■ **PROBLEM TO WORK ON**: The entries below are to be written out again without alteration.

■ **SUPPLIED DATA**:
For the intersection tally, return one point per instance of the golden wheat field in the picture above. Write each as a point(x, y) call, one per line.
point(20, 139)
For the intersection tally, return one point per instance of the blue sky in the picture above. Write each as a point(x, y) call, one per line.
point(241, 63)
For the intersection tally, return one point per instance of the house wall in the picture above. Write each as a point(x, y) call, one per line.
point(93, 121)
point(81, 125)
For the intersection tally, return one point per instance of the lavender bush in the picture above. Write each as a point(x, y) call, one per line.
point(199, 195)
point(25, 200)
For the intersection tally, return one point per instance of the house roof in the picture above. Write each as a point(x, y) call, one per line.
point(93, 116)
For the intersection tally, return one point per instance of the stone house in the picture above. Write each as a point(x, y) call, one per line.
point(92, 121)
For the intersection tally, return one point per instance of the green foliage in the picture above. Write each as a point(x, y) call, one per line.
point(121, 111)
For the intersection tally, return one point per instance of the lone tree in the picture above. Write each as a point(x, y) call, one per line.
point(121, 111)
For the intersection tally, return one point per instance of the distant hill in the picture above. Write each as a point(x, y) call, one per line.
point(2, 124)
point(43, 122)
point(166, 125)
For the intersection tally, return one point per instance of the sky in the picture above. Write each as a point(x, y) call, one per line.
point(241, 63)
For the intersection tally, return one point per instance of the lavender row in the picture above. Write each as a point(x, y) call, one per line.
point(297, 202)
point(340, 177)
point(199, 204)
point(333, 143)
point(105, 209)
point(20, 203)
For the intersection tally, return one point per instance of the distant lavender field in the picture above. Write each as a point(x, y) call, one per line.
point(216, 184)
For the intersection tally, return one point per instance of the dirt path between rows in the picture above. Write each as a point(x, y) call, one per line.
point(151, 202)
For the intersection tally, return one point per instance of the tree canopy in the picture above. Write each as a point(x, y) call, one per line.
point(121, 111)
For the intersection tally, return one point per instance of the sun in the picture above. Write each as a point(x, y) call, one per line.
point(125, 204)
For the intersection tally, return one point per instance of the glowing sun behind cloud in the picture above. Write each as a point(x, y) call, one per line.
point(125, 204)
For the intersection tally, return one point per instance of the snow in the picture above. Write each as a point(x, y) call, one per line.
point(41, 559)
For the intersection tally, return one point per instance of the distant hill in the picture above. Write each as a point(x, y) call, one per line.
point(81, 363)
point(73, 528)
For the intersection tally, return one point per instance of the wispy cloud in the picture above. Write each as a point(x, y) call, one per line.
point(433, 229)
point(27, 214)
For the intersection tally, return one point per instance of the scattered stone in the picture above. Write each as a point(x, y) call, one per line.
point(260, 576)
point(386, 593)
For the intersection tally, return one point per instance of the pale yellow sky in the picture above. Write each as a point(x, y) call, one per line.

■ **TASK RESULT**:
For the intersection tally, return one point per instance of the golden wheat field in the picture above. Write each as a point(x, y) call, one per line.
point(20, 139)
For the intersection tally, return one point per instance of the blue sky in the picture above. Write each as a point(x, y) call, one per line.
point(241, 63)
For the intersection tally, return one point per instance of the house wall in the picture above. Write each as a point(x, y) call, one per line.
point(93, 121)
point(81, 125)
For the intersection tally, return one point per instance of the lavender bush in the picture above. Write each as a point(x, y) call, one per line.
point(199, 195)
point(25, 200)
For the intersection tally, return one point per instance of the house roof in the picture above. Write each as a point(x, y) call, one per line.
point(93, 116)
For the intersection tally, return one point per instance of the stone house in the picture above. Write each as a point(x, y) call, one per line.
point(92, 121)
For the intersection tally, return one point per instance of the green foliage in the picture above. Write each as a point(x, y) call, one per line.
point(121, 111)
For the intersection tally, return one point per instance of the lone tree in the picture above. Write each as a point(x, y) call, one per line.
point(121, 111)
For the intersection tally, return one point per instance of the distant hill in the picture above. Write each as a point(x, y) call, one per line.
point(2, 124)
point(43, 122)
point(166, 125)
For the intersection tally, return one point per instance of the sky in the picture above. Write each as a point(x, y) call, one per line.
point(241, 63)
For the intersection tally, return one point per instance of the lavender row in the picture above. Write each as a point(x, y) call, one per line.
point(297, 202)
point(340, 177)
point(199, 204)
point(333, 143)
point(105, 209)
point(20, 203)
For the intersection tally, return one point per instance of the distant lavender field in the picture above. Write each as a point(x, y) call, one per line.
point(216, 184)
For the intersection tally, return one point per instance of the dirt path between rows in the picture above. Write each as a point(x, y) call, one per line.
point(151, 202)
For the intersection tally, return one point per instance of the tree canopy in the picture above. Write each as a point(x, y) call, one per line.
point(121, 111)
For the intersection tally, return one point per instance of the sun in the picture above. Write each as a point(x, y) call, one per line.
point(125, 204)
For the intersection tally, return one point per instance of the glowing sun behind cloud in the picture above. Write each as a point(x, y) call, one per line.
point(125, 204)
For the intersection tally, return one point per instance of the snow in the picture above. Write each as a point(x, y) call, one per line.
point(41, 559)
For the intersection tally, return one point per instance of the distant hill in the picture above. Write each as a point(x, y) call, one per line.
point(81, 363)
point(73, 528)
For the intersection tally, return one point per instance of the wispy cloud in the picture above. Write each as a point(x, y) call, one per line.
point(433, 229)
point(27, 214)
For the intersection tally, return one point per instance of the scattered stone in the picture above. Write each as a point(x, y) call, one per line.
point(260, 576)
point(386, 593)
For the intersection tally, return one point per instance of the pale yellow sky in the picture above. Write each as a point(x, y) call, one per line.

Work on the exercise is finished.